§ **Brief**: Give each entry back by retyping it exactly as written.
++++ Study material ++++
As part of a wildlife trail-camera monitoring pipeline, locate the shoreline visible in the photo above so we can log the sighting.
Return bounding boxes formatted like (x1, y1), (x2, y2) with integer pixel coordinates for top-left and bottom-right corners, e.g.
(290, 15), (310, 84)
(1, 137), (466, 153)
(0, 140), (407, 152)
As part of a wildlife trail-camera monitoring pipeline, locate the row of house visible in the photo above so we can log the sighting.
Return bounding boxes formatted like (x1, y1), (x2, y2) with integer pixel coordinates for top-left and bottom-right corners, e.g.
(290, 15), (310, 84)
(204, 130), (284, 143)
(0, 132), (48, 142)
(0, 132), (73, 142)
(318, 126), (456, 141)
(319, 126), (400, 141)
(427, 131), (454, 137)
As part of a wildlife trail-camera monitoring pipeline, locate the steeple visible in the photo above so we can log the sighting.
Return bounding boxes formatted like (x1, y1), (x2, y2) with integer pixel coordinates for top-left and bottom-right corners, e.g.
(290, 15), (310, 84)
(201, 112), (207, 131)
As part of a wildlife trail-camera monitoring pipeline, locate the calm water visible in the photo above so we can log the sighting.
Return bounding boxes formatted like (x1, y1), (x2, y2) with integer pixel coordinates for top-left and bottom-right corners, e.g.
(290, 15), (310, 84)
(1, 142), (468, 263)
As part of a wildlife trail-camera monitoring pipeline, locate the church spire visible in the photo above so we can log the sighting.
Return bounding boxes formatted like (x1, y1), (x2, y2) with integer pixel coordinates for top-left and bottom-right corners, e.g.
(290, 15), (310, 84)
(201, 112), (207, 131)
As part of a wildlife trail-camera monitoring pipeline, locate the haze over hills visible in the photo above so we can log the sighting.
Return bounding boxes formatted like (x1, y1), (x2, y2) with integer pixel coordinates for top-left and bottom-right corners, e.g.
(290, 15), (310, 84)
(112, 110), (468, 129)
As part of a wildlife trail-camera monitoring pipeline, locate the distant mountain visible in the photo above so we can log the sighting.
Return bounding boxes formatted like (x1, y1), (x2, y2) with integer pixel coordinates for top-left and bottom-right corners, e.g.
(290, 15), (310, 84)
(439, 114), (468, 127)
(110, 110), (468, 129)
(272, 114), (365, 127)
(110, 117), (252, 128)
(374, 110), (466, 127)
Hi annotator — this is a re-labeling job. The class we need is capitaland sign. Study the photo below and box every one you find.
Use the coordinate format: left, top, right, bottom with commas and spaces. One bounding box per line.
++++
§ **Response below**:
As part of a wildlife trail-camera monitoring pipeline, locate the shoreline visible in the photo above so we can log the sighting.
Return bounding boxes formatted like (x1, y1), (x2, y2) with integer pixel coordinates for top-left and bottom-right corners, e.g.
(290, 15), (310, 84)
(1, 137), (466, 153)
(0, 140), (407, 152)
As part of a wildlife trail-camera monitoring pipeline, locate the row of house visible in the photo above so we can log the sighting.
Return bounding boxes formatted like (x1, y1), (x2, y2) with integer pixel coordinates for top-left and bottom-right corners, e.g.
(290, 15), (310, 84)
(204, 130), (284, 143)
(0, 132), (48, 142)
(0, 132), (73, 142)
(318, 126), (456, 141)
(319, 126), (400, 141)
(427, 131), (454, 137)
As part of a wildlife trail-camera monitoring pipeline, locate the steeple visible in the photo above so we can log the sighting.
Return bounding boxes formatted like (x1, y1), (x2, y2) with integer pixel coordinates for top-left and bottom-right corners, e.g.
(290, 15), (310, 84)
(201, 112), (207, 131)
As part of a wildlife trail-camera monitoring pipeline, locate the calm water visible in the photo above so we can log the sighting.
Return bounding boxes formatted like (x1, y1), (x2, y2) with integer pixel coordinates for top-left and bottom-right corners, e.g.
(290, 15), (310, 84)
(1, 142), (468, 263)
As part of a wildlife trail-camera monitoring pipeline, locate the church spire visible in the photo above so we can log the sighting.
Return bounding boxes formatted like (x1, y1), (x2, y2) with integer pixel coordinates for top-left and bottom-right corners, e.g.
(290, 15), (310, 84)
(201, 112), (207, 131)
As part of a wildlife trail-camera monitoring pipeline, locate the haze over hills visible in the photo above so we can log the sighting.
Return bounding boxes formatted like (x1, y1), (x2, y2) with integer pixel coordinates for top-left and bottom-right corners, e.g.
(290, 15), (310, 84)
(112, 110), (468, 129)
As part of a wildlife trail-camera monitoring pipeline, locate the distant mountain visible in the photo above so we can log the sighting.
Return bounding boxes formatted like (x1, y1), (x2, y2) with integer pixel coordinates for top-left and bottom-right corners, e.g.
(290, 15), (310, 84)
(439, 114), (468, 127)
(110, 110), (468, 129)
(272, 114), (365, 127)
(110, 117), (252, 128)
(374, 110), (466, 127)
Hi annotator — this is a re-labeling job. The class we need is capitaland sign. Study the photo below and box every one you find.
Use the coordinate format: left, top, right, bottom with commas and spaces. One bounding box per line.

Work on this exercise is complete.